-- begin DATA FOR PROCESSING --

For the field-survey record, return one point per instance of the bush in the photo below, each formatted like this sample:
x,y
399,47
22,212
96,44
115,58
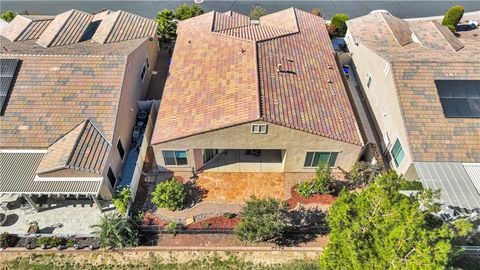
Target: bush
x,y
257,12
324,180
363,173
262,220
169,194
8,240
184,11
338,20
121,198
452,17
410,185
316,12
7,15
306,189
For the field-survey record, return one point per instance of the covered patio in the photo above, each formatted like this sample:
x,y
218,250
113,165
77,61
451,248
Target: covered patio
x,y
244,160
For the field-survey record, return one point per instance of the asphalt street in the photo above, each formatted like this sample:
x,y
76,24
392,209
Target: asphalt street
x,y
400,8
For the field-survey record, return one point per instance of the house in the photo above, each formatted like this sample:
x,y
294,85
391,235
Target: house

-- end DATA FOR PROCESSING --

Copy the lines verbatim, beginning with the line containing "of the covered" and continuing through the last line of the items.

SOLUTION TO THIS EXERCISE ::
For the field-survey record, return one point per instance of the covered patio in the photo above, each formatted like this sample:
x,y
218,250
113,165
77,61
451,248
Target: covered patio
x,y
244,160
For the field-survey record, return one point per instance of the asphalt street in the photo above, each formatted like this sample:
x,y
76,24
392,209
Target: asphalt street
x,y
400,8
For the field-survey record, return one point per instance of the house in the photo above, each formatted like this sample:
x,y
294,85
391,235
Target: house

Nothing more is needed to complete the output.